All eyes on battleground state Wisconsin as Republicans gather for national convention
CBC
On Saturday evening in downtown Milwaukee, people were making their way to dinner reservations and drinks with friends near Water Street, the city's nightlife district.
But some of them had the U.S. election on their minds, as news of gunfire at a Trump rally in Pennsylvania spread and visitors descended on Wisconsin's largest city for the Republican National Convention, which opens Monday.
"We were actually walking down and talking about how we're really scared about these elections," said 26-year-old Milwaukee resident Laura Hernandez.
Hernandez, who listed abortion rights, immigration and Israel's war in Gaza as her top voting priorities, said she was first eligible to vote for president in 2016 — but she's never liked her options.
"It's been so exhausting. Every single year that I've been able to vote, I have to choose between two evils. And I feel like the same thing is happening this year, but even to a higher degree," she said.
"So at the moment I'm indecisive. I'm not sure what I'm going to lean towards, come November."
Wisconsin is one of the most critical battleground states in this year's U.S. election. For three decades, the Midwestern state was a brick in the "Blue Wall" — a term for states that reliably went to the Democrats from the '90s into the early 2010s.
That streak ended dramatically in 2016 when Donald Trump notched a shock win, helping him secure a marginal victory over Hillary Clinton. While President Joe Biden reclaimed Wisconsin during the 2020 election, his win was also remarkably slim: He won by less than one percentage point.
In fact, the last six presidential elections have each been decided by a difference of some 25,000 votes in Wisconsin, which has 10 votes in the electoral college.
"There's no reason to expect the state is moving away from that swing-state status and from a very close electorate," said Charles Franklin, a political pollster and director of the Marquette Law School Poll.
With the next election looming, each campaign is placing its bets on Wisconsin, where small voting blocs and swing counties have the potential to sway what is now considered a "purple" state — one that could determine who will sit in the Oval Office come January 2025.
Four years after the Democrats staged their convention in the city — albeit with in-person events curtailed due to the COVID-19 pandemic — Milwaukee will host Republican party officials and delegates at its Fiserv Forum this week.
As the GOP works to wrestle the state back from the Democrats, the RNC's setting is no coincidence, said Jonathan Kasparek, a political history professor at the University of Wisconsin-Milwaukee.
"It is very much to appeal to those sort of on-the-fence, independent voters that are perhaps reluctantly Republican," he said. "It's really [about] trying to court those votes."

* _RECORDED INFORMATION_
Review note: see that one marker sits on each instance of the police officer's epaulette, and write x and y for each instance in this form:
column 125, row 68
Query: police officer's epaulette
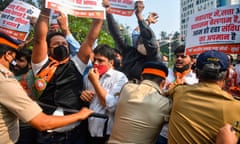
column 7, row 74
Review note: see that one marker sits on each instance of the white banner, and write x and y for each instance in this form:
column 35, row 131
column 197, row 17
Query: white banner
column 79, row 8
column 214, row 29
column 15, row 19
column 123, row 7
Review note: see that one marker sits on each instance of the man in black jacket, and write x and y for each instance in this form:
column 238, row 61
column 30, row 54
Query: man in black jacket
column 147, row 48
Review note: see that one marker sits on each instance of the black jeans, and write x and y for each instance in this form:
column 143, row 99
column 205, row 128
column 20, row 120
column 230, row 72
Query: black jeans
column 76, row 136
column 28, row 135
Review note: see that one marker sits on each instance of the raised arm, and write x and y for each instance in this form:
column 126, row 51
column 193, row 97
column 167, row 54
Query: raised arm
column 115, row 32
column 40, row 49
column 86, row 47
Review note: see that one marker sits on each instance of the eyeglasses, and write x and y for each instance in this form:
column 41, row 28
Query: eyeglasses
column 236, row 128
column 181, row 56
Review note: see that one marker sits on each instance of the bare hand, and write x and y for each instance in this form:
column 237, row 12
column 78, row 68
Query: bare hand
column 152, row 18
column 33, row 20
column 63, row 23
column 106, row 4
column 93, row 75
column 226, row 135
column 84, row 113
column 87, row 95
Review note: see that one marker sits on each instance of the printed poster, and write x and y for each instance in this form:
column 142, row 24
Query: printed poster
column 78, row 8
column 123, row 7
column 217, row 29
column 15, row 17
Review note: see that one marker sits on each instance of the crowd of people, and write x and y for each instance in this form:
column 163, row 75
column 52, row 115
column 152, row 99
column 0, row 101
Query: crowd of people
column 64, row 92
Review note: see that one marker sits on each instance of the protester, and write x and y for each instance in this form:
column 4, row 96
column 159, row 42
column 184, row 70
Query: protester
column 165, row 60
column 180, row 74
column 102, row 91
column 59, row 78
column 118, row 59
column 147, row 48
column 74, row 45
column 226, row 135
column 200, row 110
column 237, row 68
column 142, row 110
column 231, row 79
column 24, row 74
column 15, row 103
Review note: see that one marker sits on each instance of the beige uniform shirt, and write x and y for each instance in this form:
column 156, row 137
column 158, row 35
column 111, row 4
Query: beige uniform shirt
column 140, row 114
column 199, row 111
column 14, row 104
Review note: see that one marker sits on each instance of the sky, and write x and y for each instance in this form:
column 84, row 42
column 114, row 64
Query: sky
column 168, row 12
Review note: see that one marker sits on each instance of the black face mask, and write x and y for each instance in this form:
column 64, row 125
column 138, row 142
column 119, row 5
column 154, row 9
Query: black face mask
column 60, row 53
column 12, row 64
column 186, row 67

==

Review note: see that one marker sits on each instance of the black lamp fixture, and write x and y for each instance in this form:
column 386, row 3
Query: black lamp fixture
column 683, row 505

* _REQUIRED ACTION 1_
Summarize the passage on Wisconsin in two sentences.
* _REQUIRED ACTION 2_
Please return the part of the passage on Wisconsin between "That streak ended" and "Law School Poll.", inclusive, word for word.

* _REPLY 1_
Wisconsin is one of the most critical battleground states in this year's U.S. election, and its recent presidential contests have been very close: Trump won it in 2016, and Biden reclaimed it in 2020 by less than one percentage point. Milwaukee is hosting the Republican National Convention this week, and a political history professor says the setting is meant to court on-the-fence, independent voters.

* _REPLY 2_
That streak ended dramatically in 2016 when Donald Trump notched a shock win, helping him secure a marginal victory over Hillary Clinton. While President Joe Biden reclaimed Wisconsin during the 2020 election, his win was also remarkably slim: He won by less than one percentage point.
In fact, the last six presidential elections have each been decided by a difference of some 25,000 votes in Wisconsin, which has 10 votes in the electoral college.
"There's no reason to expect the state is moving away from that swing-state status and from a very close electorate," said Charles Franklin, a political pollster and director of the Marquette Law School Poll.